While John Milius is listed along with Francis Ford Coppola is the co-writer of Apocalypse Now, it is unclear which man was the driving force behind the iconic helicopter attack. What’s not unclear is that it’s by far the best sequence in what is in many ways an overblown, confused mess. I think most people would agree that after Robert Duvall exits stage right after declaring that “Charlie don’t surf” the film dearly misses his presence. Loosely based on Joseph Conrad’s short novel Heart of Darkness, which re-imagined King Leopold’s genocide as a journey into the heart of European arrogance and hypocrisy, Apocalypse Now has two big problems. The first is that the motivations of Captain Williard, the lead character played by a rather glum Martin Sheen — who had a heart attack during the film’s production — are never entirely clear. Unlike Conrad’s alter ego Marlowe, Williard, a CIA operative charged with assassination a rogue counterinsurgency officer played by Marlon Brando, has no consistent point of view. He accepts the mission out of some deep need to be a part of a CIA black op, but unlike Colonel Kilgore, the wonderfully insane “Air Cavalry” commander played by Duvall, he doesn’t seem to enjoy death and destruction for its own sake. He has no real axe to grind with Colonel Walter E. Kurtz, the rogue Green Beret played by Marlon Brando who established himself along the Cambodian border and set himself up as a demigod over a cult of native admirers. Indeed, he even wonders why the army even wants Kurtz dead.

▸ RECORD EXTRACTS:
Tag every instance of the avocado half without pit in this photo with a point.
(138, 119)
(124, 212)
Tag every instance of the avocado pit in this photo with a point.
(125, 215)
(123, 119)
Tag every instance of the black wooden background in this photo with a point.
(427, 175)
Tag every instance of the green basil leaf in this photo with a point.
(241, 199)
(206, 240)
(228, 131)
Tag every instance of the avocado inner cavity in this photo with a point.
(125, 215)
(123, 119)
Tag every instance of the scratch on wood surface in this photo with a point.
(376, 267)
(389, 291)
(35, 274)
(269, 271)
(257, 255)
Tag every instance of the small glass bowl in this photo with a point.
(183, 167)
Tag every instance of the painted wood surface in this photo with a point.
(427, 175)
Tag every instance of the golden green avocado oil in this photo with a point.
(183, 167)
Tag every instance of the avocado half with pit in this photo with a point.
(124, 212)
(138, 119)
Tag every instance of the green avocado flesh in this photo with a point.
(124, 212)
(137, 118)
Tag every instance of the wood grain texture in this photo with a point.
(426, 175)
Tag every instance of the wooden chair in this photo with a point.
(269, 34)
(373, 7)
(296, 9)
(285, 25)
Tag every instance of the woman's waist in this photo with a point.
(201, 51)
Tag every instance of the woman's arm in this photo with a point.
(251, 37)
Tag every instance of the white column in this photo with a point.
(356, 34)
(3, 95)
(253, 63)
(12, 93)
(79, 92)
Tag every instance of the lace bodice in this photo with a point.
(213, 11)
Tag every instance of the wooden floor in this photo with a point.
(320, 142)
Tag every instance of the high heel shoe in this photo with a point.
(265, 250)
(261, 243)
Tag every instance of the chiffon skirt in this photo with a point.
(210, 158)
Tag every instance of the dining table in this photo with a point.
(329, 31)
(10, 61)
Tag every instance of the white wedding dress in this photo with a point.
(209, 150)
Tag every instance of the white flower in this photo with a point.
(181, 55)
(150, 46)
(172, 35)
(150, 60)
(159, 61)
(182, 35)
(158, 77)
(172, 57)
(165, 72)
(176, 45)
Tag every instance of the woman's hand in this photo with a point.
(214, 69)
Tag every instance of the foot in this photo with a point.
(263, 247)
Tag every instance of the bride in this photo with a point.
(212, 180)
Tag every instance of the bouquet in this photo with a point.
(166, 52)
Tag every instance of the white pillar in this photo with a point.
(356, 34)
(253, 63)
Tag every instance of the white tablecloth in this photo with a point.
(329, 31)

▸ SET TASKS:
- 1) Answer these questions using the Apocalypse Now critique, putting each answer on its own line marked like the question.
(a) Which short novel is the film loosely based on?
(b) What happened to Martin Sheen during the film's production?
(c) Which actor played Colonel Kilgore?
- 2) Take the Apocalypse Now critique further, beginning right after its final sentence.

▸ ANSWERS FOR THE EXERCISE:
- 1)
(a) Joseph Conrad's Heart of Darkness
(b) He had a heart attack.
(c) Robert Duvall

- 2)
The second problem is Marlon Brando himself, who phones in a performance so lazy and uninspired he seems to be making fun of us. At least when Orson Welles did wine commercials because he needed the money he put in a halfway credible day’s work.
My guess is that both the liberal Coppola and the reactionary Milius would have liked to have made Apocalypse Now from the point of view of the Vietnamese communists, those incredibly brave warriors who defeated both the French and the American empire in less than two decades. Both men, however, liked to play with big budgets and expensive military hardware. The helicopter attack was only possible because Ferdinand Marcos, the anti-communist dictator of the Philippines donated the helicopters and the pilots. Had Brando not been such a fat, lazy cunt and actually decided to act instead of just mumble, his portrayal of Kurtz might have emerged as a loosely fictionalized dramatization of Pol Pot, the genocidal, and by the way American supported, dictator in Cambodia who transformed an ancient civilization into a death cult that put Jim Jones to shame. Instead we are left with a film that is brilliant in many of its individual scenes, the USO show that turns into a riot, the emergence of Williard as a war criminal willing to shoot a teenage girl through the head rather than risk a mission he doesn’t really believe in, the lurid night combat along the Cambodian border, but a story that never quite comes together as a whole, 3 hours sailing up a far off river, not into the heart of the American darkness to confront an evil, but charismatic cult leader, but into one of the worst performances a great actor ever gave in his career.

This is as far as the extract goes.